*YOUR INSTRUCTIONS*. Please rewrite the listing below, replacing "retail shelf audit" with "store inventory check" and leaving everything else the same.

%%

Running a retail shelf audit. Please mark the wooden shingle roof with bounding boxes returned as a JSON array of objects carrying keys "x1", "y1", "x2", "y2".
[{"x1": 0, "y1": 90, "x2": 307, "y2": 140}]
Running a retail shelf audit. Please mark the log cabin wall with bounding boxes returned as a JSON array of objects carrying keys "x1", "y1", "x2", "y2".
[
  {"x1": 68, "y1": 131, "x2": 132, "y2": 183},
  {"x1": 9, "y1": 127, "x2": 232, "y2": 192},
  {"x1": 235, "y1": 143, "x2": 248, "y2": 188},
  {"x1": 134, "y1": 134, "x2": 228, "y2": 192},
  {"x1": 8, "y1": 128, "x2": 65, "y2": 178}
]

%%

*REPLY TO THE TASK*.
Running a store inventory check. Please mark the wooden shingle roof with bounding boxes returned as a JSON array of objects carrying keys "x1", "y1", "x2", "y2".
[{"x1": 0, "y1": 90, "x2": 307, "y2": 140}]
Running a store inventory check. Please mark the log cabin wall with bounding boxes returned as a JSON array of objects carrying keys "x1", "y1", "x2", "y2".
[
  {"x1": 68, "y1": 131, "x2": 132, "y2": 183},
  {"x1": 9, "y1": 127, "x2": 232, "y2": 192},
  {"x1": 235, "y1": 143, "x2": 248, "y2": 188},
  {"x1": 134, "y1": 134, "x2": 228, "y2": 192},
  {"x1": 8, "y1": 128, "x2": 65, "y2": 178}
]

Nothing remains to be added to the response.